§ Page text
********************

Speaking to youth about sexual health education

Associate Professor Karen Hoare is working with Manurewa High School students, to better understand how they want to be communicated to about sexual health.

Dr Karen Hoare from the School of Nursing.

Chlamydia, herpes, unwanted pregnancy and HIV/Aids are just some of the outcomes of unprotected sex that can lead to infertility, life-long disease and potentially early death. Now four secondary schools in South Auckland are working with researchers and one general practice to ensure the messages around safe sex get through to teenagers in the most effective way.

Associate Professor Karen Hoare from Massey University’s School of Nursing, along with being a business partner in a general practice, leads a team that works with school nurses to provide clinics for students at secondary schools in Manurewa, South Auckland. Alongside providing health care services, including prescribing antibiotics and providing condoms, the team is also looking at ways of reducing sexually transmitted infections (STI) and raising awareness about keeping safe.

Dr Hoare says chlamydia, in particular, is a big problem for young people in New Zealand. “What people don’t realise is that chlamydia rarely causes any unpleasant symptoms, but it can have lifelong consequences, including infertility in both men and women. It’s most commonly found in young people aged 15 to 29 years, and while women have higher rates than men, that may be due to women getting tested more frequently. What is most concerning is that young Māori women have rates two to three times higher than New Zealand Europeans.”

********************

§ Source data
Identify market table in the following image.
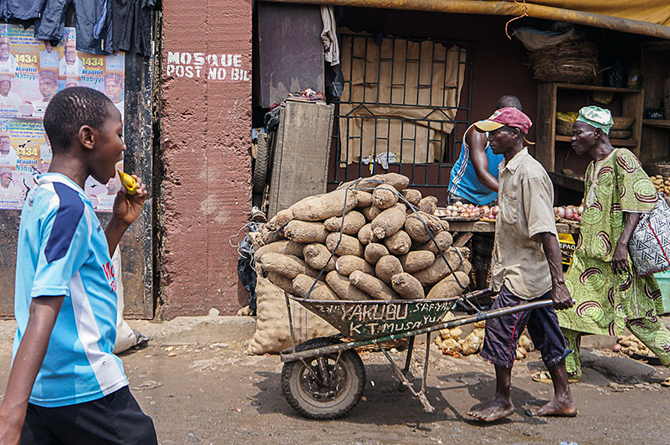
[449,220,579,235]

********************

§ List of tasks
[1] In the sexual health education article, translate this sentence into Spanish: "Now four secondary schools in South Auckland are working with researchers and one general practice to ensure the messages around safe sex get through to teenagers in the most effective way."
[2] Copy the part of the sexual health education article starting with "Associate Professor Karen Hoare is" and going on through "most effective way.".

§ Your written answers
[1] Ahora, cuatro escuelas secundarias del sur de Auckland están trabajando con investigadores y un consultorio de medicina general para asegurar que los mensajes sobre el sexo seguro lleguen a los adolescentes de la manera más eficaz.

[2]
Associate Professor Karen Hoare is working with Manurewa High School students, to better understand how they want to be communicated to about sexual health.

Dr Karen Hoare from the School of Nursing.

Chlamydia, herpes, unwanted pregnancy and HIV/Aids are just some of the outcomes of unprotected sex that can lead to infertility, life-long disease and potentially early death. Now four secondary schools in South Auckland are working with researchers and one general practice to ensure the messages around safe sex get through to teenagers in the most effective way.